TASK STATEMENT:
Skip any picture you find and retype all the remaining lines exactly.

DATA FOR PROCESSING:
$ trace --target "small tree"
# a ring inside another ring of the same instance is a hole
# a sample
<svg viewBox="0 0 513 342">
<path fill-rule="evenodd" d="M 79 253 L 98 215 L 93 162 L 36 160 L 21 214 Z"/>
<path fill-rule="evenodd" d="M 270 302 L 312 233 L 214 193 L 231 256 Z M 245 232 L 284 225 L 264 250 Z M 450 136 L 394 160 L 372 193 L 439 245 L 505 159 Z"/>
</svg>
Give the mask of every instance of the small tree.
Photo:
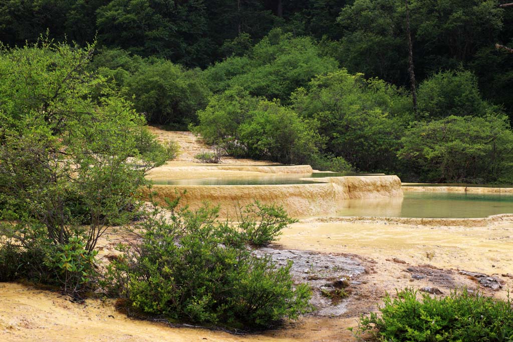
<svg viewBox="0 0 513 342">
<path fill-rule="evenodd" d="M 130 104 L 86 71 L 93 49 L 0 50 L 0 235 L 26 250 L 51 247 L 47 266 L 75 273 L 55 253 L 94 256 L 109 225 L 133 217 L 146 172 L 167 158 L 160 145 L 149 151 L 154 138 L 137 139 L 144 120 Z"/>
</svg>

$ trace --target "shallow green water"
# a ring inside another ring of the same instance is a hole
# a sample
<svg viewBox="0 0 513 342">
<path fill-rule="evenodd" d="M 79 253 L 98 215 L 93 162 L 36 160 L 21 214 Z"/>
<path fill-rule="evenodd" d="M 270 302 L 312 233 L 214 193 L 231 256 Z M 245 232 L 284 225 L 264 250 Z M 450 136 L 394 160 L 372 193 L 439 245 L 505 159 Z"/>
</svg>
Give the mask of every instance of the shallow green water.
<svg viewBox="0 0 513 342">
<path fill-rule="evenodd" d="M 260 176 L 219 177 L 192 179 L 169 179 L 154 180 L 154 184 L 161 185 L 278 185 L 282 184 L 311 184 L 316 182 L 301 180 L 302 178 L 318 178 L 344 176 L 365 176 L 368 174 L 349 172 L 314 172 L 313 173 L 269 174 Z"/>
<path fill-rule="evenodd" d="M 401 198 L 351 199 L 340 216 L 469 218 L 513 213 L 513 195 L 405 192 Z"/>
<path fill-rule="evenodd" d="M 403 187 L 466 187 L 467 188 L 512 188 L 511 184 L 467 184 L 465 183 L 418 183 L 403 184 Z"/>
</svg>

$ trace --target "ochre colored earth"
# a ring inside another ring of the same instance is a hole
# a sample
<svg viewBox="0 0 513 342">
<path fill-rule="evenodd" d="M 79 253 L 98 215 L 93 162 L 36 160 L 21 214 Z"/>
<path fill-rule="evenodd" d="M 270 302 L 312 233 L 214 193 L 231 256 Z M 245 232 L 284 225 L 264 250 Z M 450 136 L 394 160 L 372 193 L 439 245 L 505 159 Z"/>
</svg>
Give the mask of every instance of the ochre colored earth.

EXERCISE RESULT:
$ trace --target "small tree"
# a ring inside another ring of the same instance is a hole
# a sample
<svg viewBox="0 0 513 342">
<path fill-rule="evenodd" d="M 79 253 L 98 215 L 93 162 L 36 160 L 21 214 Z"/>
<path fill-rule="evenodd" d="M 270 302 L 312 233 L 214 193 L 231 256 Z M 245 232 L 284 225 L 264 250 Z M 450 136 L 394 160 L 372 193 L 439 245 L 505 159 Z"/>
</svg>
Give the mask of every instance of the small tree.
Photo:
<svg viewBox="0 0 513 342">
<path fill-rule="evenodd" d="M 130 104 L 86 71 L 93 49 L 0 50 L 0 235 L 26 250 L 51 247 L 47 266 L 75 273 L 55 253 L 94 256 L 109 225 L 133 217 L 146 172 L 167 158 L 160 145 L 149 151 L 154 138 L 137 139 L 144 120 Z"/>
</svg>

$ trace --target "shallow green water"
# a ring inside another ring of the same instance is a hole
# a sample
<svg viewBox="0 0 513 342">
<path fill-rule="evenodd" d="M 79 253 L 98 215 L 93 162 L 36 160 L 21 214 Z"/>
<path fill-rule="evenodd" d="M 270 302 L 312 233 L 214 193 L 231 256 Z M 245 232 L 284 225 L 264 250 Z M 450 136 L 394 160 L 372 193 L 439 245 L 505 159 Z"/>
</svg>
Give the mask of every instance of the shallow green water.
<svg viewBox="0 0 513 342">
<path fill-rule="evenodd" d="M 260 176 L 219 177 L 192 179 L 169 179 L 154 180 L 154 184 L 161 185 L 278 185 L 282 184 L 311 184 L 316 182 L 301 180 L 302 178 L 318 178 L 344 176 L 365 176 L 368 174 L 349 172 L 314 172 L 313 173 L 269 174 Z"/>
<path fill-rule="evenodd" d="M 401 198 L 351 199 L 340 216 L 469 218 L 513 213 L 513 195 L 405 192 Z"/>
<path fill-rule="evenodd" d="M 403 187 L 466 187 L 467 188 L 512 188 L 511 184 L 467 184 L 465 183 L 418 183 L 403 184 Z"/>
</svg>

$ trace --target "ochre colored earth"
# a ring inside another ring of the same instance is a hole
# a sample
<svg viewBox="0 0 513 342">
<path fill-rule="evenodd" d="M 79 253 L 98 215 L 93 162 L 36 160 L 21 214 Z"/>
<path fill-rule="evenodd" d="M 270 302 L 312 233 L 214 193 L 231 256 Z M 245 232 L 284 225 L 264 250 Z M 450 136 L 394 160 L 372 193 L 439 245 L 505 159 Z"/>
</svg>
Give the mask of every instance of the ochre colored earth.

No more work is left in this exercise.